» **Goal**
Exactly reproduce the lines beginning with the line that includes "sedan shown in this photograph." and ending with the last line of the data.

***** The records

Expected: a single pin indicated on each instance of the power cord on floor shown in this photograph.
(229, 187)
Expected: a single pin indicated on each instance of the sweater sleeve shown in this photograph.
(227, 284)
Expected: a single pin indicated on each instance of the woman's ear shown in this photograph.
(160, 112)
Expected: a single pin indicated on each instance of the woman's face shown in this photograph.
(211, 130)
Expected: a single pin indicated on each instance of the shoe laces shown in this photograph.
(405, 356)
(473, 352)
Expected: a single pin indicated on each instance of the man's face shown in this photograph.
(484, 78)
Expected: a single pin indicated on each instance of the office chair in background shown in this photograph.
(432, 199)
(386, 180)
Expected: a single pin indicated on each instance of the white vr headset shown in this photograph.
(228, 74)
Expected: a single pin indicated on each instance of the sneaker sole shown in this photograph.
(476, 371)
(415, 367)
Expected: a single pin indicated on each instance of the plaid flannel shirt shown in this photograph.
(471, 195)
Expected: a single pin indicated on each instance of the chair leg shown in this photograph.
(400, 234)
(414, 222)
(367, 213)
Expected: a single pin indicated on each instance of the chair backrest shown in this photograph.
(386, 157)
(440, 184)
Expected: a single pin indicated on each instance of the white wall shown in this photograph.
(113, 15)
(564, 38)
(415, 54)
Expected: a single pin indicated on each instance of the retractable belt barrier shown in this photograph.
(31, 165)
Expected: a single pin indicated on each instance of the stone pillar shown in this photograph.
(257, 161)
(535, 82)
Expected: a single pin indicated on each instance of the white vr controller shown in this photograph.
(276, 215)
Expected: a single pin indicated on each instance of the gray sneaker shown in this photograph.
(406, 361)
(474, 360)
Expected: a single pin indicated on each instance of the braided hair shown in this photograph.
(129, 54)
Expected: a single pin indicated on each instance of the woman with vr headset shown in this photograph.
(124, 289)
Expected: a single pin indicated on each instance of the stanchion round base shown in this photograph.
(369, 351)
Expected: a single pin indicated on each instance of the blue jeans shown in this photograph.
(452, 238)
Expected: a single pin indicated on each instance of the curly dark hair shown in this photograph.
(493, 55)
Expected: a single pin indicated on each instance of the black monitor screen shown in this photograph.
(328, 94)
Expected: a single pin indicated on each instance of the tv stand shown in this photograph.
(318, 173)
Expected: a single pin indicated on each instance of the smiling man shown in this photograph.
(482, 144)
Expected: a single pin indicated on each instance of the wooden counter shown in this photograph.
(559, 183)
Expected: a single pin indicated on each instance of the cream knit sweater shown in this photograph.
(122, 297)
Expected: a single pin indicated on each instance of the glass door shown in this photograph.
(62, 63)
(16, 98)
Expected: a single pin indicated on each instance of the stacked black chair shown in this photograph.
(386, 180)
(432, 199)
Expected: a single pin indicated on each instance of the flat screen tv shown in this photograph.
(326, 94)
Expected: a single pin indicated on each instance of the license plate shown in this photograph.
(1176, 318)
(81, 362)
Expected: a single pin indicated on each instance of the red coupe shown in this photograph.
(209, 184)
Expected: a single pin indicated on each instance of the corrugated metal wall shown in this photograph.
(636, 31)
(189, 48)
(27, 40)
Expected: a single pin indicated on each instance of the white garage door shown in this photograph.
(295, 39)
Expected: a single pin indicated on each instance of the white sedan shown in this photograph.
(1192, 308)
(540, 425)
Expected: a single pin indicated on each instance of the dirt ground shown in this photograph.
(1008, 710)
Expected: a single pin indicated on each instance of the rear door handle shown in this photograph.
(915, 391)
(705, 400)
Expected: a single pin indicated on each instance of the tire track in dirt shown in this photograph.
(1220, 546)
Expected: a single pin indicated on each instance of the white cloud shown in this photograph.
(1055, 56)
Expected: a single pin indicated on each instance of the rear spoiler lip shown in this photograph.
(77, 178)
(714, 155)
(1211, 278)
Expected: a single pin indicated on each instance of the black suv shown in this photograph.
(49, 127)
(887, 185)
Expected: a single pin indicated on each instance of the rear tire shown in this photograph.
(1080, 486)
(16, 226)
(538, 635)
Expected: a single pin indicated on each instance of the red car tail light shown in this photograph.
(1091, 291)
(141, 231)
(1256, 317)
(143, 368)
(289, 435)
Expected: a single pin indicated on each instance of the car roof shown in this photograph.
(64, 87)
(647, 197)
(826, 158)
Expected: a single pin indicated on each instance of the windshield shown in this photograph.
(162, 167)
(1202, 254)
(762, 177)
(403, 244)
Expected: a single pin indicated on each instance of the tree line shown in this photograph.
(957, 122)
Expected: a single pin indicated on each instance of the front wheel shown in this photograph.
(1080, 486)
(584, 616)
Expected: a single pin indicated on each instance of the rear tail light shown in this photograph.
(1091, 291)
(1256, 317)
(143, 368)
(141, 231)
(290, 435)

**********

» **Written solution**
Expected: a single pin indicated on each instance of the white sedan shown in this photograph.
(1192, 308)
(540, 425)
Expected: a single pin indicated on each instance of the dirt ground shown in this photograph.
(1008, 710)
Expected: a single pin indicated on each instance of the rear door handle shown in this photograph.
(915, 391)
(705, 400)
Expected: a single pin indicated on each instance of the tire track in dirt shown in this photograph.
(1220, 546)
Expected: a single pin indicated on each instance of the white cloud shown in this photograph.
(1055, 56)
Expected: a single pin indicated on each instance of the rear spoiler lip shown in this photograph.
(77, 178)
(714, 155)
(1211, 278)
Expected: a single pin indicated on each instance of the black suv shown in this photograph.
(49, 127)
(887, 185)
Expected: a single pin indicated on each instance of the rear tire shown in this photograph.
(1080, 486)
(16, 226)
(538, 635)
Expected: a single pin indicated on each instance of the red car tail light shown in this photograph.
(1091, 291)
(141, 231)
(1256, 317)
(143, 368)
(289, 435)
Expected: a single pin indicated on each instance of the car roof shown in this photograph.
(64, 87)
(647, 197)
(826, 158)
Expected: a single pin indicated on each instance of the windshield shown in this photograph.
(162, 167)
(1202, 254)
(762, 177)
(403, 244)
Expected: a single pin indicated on each instance of the tree line shown in this photograph.
(957, 122)
Expected: a single pin indicated on each instance of the front wheel shown in this photograph.
(1080, 486)
(584, 616)
Expected: a single pin indicated on each instance of the rear tail light shown in this photograph.
(1091, 291)
(1256, 317)
(143, 368)
(141, 231)
(290, 435)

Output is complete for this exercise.